Texte de lecture:

════════

Les affaires judiciaires mettent en jeu de la souffrance
humaine. Il est normal qu’elles émeuvent, qu’elles choquent
ou qu’elles scandalisent. En revanche, il est tout à fait
irresponsable qu’un homme politique les instrumentalise à
des fins de communication. Tout comme il est intolérable
qu’un homme qui cumule déjà les fonctions de chef du parti
majoritaire et de ministre de l’Intérieur s’immisce ainsi
dans les affaires de la justice.
Populistes,
les propos de Nicolas Sarkozy démontrent également sa totale
ignorance en matière judiciaire. Son attaque à l’égard d’un
seul et unique magistrat le prouve : la libération
conditionnelle n’est pas le fait d’un seul juge, mais de
deux voire trois magistrats. Seulement voilà, jeter
l’opprobre sur un responsable unique est plus payant en
termes de publicité personnelle et de propagande.

════════

Données fournies:
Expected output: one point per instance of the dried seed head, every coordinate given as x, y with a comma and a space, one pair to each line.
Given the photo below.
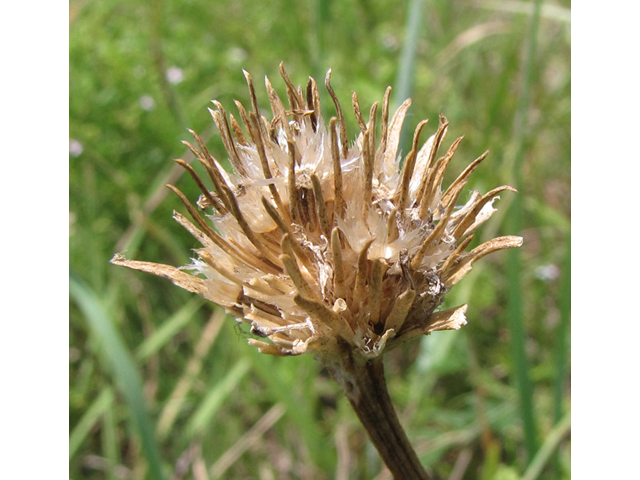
319, 244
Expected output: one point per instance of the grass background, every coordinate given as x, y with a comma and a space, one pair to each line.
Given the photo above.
163, 386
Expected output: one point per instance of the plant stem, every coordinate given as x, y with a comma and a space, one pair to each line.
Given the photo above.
362, 380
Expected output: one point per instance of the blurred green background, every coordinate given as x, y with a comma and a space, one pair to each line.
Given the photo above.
162, 385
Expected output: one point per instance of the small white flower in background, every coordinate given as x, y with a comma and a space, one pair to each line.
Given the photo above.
174, 75
236, 55
547, 273
147, 103
75, 148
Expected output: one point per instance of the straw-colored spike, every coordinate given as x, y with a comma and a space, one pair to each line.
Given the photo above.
341, 122
337, 170
446, 197
470, 217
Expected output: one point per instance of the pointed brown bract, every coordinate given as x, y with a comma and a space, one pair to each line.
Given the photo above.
321, 244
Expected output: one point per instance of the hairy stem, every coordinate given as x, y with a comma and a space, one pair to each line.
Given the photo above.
362, 380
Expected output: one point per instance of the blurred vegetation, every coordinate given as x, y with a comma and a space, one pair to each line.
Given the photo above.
162, 385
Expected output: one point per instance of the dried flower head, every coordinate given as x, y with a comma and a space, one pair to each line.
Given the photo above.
319, 244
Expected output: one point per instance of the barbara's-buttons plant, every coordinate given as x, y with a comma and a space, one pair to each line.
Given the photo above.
332, 248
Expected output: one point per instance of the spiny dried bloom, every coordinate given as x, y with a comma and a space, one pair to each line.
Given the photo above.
319, 244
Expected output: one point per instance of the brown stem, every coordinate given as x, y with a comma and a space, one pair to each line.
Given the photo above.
362, 380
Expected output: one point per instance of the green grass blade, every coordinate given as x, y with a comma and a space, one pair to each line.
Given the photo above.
406, 68
548, 447
99, 406
168, 329
563, 328
216, 397
515, 303
125, 372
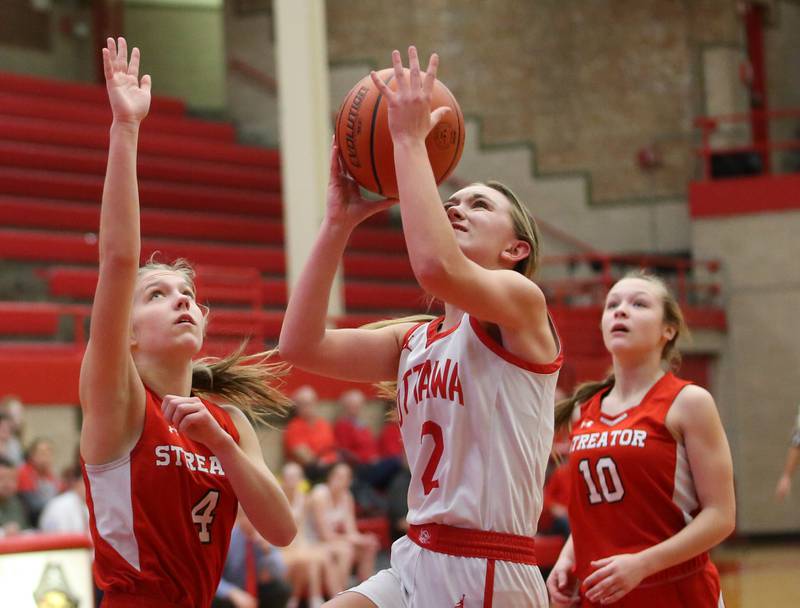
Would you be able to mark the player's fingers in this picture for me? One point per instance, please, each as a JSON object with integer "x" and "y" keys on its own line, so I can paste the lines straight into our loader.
{"x": 108, "y": 69}
{"x": 430, "y": 74}
{"x": 382, "y": 87}
{"x": 133, "y": 66}
{"x": 122, "y": 54}
{"x": 399, "y": 74}
{"x": 415, "y": 79}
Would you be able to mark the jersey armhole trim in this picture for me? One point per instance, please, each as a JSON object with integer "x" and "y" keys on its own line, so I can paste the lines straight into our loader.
{"x": 537, "y": 368}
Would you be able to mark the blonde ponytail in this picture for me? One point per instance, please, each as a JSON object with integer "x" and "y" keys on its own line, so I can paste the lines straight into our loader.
{"x": 246, "y": 381}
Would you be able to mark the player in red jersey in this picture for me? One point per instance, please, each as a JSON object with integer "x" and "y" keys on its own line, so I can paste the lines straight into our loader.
{"x": 164, "y": 469}
{"x": 652, "y": 480}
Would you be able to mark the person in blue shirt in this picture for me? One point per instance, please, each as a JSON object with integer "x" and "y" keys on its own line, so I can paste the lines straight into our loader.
{"x": 254, "y": 572}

════════

Consigne 1:
Répondez à ces questions sur le texte de lecture :
(a) Que mettent en jeu les affaires judiciaires ?
(b) Quelles fonctions l'homme mis en cause cumule-t-il déjà ?
(c) Combien de magistrats décident d'une libération conditionnelle ?
Consigne 2:
Ces affirmations s'accordent-elles avec le texte de lecture ? Répondez par oui ou par non, avec à l'appui les mots décisifs du texte cités tels quels.
(a) Il est anormal que les affaires judiciaires émeuvent.
(b) La libération conditionnelle relève d'un seul juge.
(c) Les propos de Nicolas Sarkozy sont qualifiés de populistes.
Consigne 3: Rédigez la suite du texte sur les propos de Nicolas Sarkozy à partir de sa dernière phrase.

Réponse 1:
(a) De la souffrance humaine.
(b) Chef du parti majoritaire et ministre de l'Intérieur.
(c) Deux voire trois magistrats.

Réponse 2:
(a) Non : « Il est normal qu’elles émeuvent, qu’elles choquent ou qu’elles scandalisent. »
(b) Non : « la libération conditionnelle n’est pas le fait d’un seul juge, mais de deux voire trois magistrats »
(c) Oui : « Populistes, les propos de Nicolas Sarkozy démontrent également sa totale ignorance en matière judiciaire. »

Réponse 3:
En outre, il
est aberrant de parler de « faute » et de « sanction ». Non
seulement les éventuelles sanctions ne relèveraient en aucun
cas du gouvernement, en vertu du principe d’indépendance de
l’autorité judiciaire, mais on voit mal, en plus, ce qui
pourrait les justifier. Dans le cadre de leur fonction, les
juges appliquent la loi : sur la base d’expertises, ils
vérifient que les conditions légales sont bien remplies
avant de procéder à une libération conditionnelle. Si l’on
considère que ces conditions ne sont pas suffisantes, ce
sont les textes qu’il faut modifier.
Alors, faut-il
changer la loi ? Nous ne le pensons pas. La récidive
concerne au premier chef les délits. Elle est rarissime en
matière criminelle. Selon une étude de Pierre Tournier,
chercheur au CNRS, sur 1000 personnes condamnées dans des
affaires criminelles, seules 5 récidivent. Les statistiques
du Ministère de la Justice confirment cet ordre de grandeur
(4,7% des condamnées pour crime seraient des récidivistes).
La libération conditionnelle en diminue même les risques :
le taux de réincarcération est deux fois moindre pour ceux
qui sont sortis en libération conditionnelle (9%) que pour
ceux qui sont sortis en fin de peine (17%).
En effet,
refuser la libération conditionnelle à un détenu qui
remplirait pourtant toutes les conditions pour en bénéficier
ne fait que repousser le risque de récidive tout en
l’aggravant puisque les conditions d’emprisonnement sont
telles que plus un condamné est détenu longtemps, plus ses
chances de réinsertion à la sortie sont faibles.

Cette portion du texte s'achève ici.